Meskipun lebih dari satu dasawarsa menjadi pilar penegakan hukum, tubuh
Polri masih dinodai jelaga hitam. Publik menilai kinerja aparat
kepolisian masih diwarnai oleh aroma suap yang kental. Kondisi tersebut,
menurut publik, dipengaruhi oleh sistem penegakan hukum yang lemah di
dalam institusi kepolisian.
Selama satu dasawarsa, penilaian
publik terhadap citra positif kepolisian terus berubah. Jajak pendapat
Kompas merekam penilaian terburuk terhadap citra Polri diberikan publik
pada masa-masa awal kemandirian Polri. Saat itu hanya 26,6 persen
responden yang memberi penilaian positif terhadap citra Polri. Tahun
2009, proporsi publik yang menilai positif meningkat dan mencapai titik
tertinggi. Ketika itu 57,1 persen responden menyatakan citra Polri
positif. Berbagai prestasi diukir terutama perannya dalam mengungkap
kasus terorisme.

* TUJUAN A *
Ringkaslah teks tentang citra Polri dalam dua kalimat.
* TUJUAN B *
Teruskan teks tentang citra Polri, mulai setelah kalimat terakhirnya.

* DATA TERCATAT *

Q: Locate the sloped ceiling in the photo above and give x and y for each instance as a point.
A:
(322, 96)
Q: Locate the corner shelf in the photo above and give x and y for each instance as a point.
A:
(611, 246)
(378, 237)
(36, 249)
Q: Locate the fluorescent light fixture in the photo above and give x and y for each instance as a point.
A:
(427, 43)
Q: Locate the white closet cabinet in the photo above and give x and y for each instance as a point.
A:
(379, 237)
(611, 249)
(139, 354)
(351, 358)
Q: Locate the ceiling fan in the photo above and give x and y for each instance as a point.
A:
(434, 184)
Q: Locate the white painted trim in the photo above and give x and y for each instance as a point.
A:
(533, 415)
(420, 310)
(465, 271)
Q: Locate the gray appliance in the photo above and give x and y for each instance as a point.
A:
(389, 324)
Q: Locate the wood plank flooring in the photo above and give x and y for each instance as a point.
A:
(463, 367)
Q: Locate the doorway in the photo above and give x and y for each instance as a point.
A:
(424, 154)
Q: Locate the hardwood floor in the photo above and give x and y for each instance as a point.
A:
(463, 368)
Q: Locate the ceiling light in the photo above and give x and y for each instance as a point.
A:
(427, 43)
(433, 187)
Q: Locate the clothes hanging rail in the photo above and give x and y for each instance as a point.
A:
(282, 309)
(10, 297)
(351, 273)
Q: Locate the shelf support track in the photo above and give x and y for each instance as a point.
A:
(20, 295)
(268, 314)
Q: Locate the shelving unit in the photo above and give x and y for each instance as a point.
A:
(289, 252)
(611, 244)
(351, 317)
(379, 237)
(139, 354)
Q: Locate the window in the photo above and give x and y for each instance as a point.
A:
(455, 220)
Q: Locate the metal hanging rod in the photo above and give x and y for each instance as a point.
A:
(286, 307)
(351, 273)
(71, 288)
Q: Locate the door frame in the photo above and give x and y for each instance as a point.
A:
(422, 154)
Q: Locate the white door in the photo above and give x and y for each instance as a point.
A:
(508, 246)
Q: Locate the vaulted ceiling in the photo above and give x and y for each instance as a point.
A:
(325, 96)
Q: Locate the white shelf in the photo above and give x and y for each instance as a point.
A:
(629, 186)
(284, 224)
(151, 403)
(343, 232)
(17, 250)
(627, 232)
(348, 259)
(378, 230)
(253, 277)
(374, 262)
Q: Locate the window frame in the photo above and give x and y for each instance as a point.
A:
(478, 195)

* JAWABAN TERTULIS A *
Publik menilai kinerja aparat kepolisian masih diwarnai aroma suap yang kental, dan menurut publik hal itu dipengaruhi oleh lemahnya sistem penegakan hukum di dalam institusi kepolisian. Jajak pendapat Kompas mencatat bahwa penilaian positif terhadap citra Polri hanya 26,6 persen pada masa awal kemandirian Polri, lalu mencapai titik tertinggi 57,1 persen pada tahun 2009, terutama berkat perannya dalam mengungkap kasus terorisme.

* JAWABAN TERTULIS B *
Tahun ini, ketika usia Polri mencapai 66 tahun
dan saat pengungkapan kasus terorisme juga mulai berkurang, penilaian
terhadap citra positif Polri semakin turun. Hanya 46,1 persen responden
jajak pendapat ini memberi nilai positif terhadap citra Polri. Proporsi
yang lebih besar, yakni 49,3 persen, menyatakan citra Polri buruk.
Mereka menilai, tubuh Polri telah dikotori oleh sikap dan perilaku
aparat Polri yang mengingkari pedoman dasar pelaksanaan profesi polisi
yang tercantum di dalam Tribrata Polri.
Aroma uang
Bila
ditelisik lebih jauh, penilaian negatif terhadap citra Polri didorong
oleh pengetahuan responden survei terhadap sepak terjang aparat
kepolisian. Pengetahuan tersebut meliputi beberapa pernyataan terkait
pelaksanaan tugas kepolisian sebagai penegak hukum dan penjaga
ketertiban masyarakat.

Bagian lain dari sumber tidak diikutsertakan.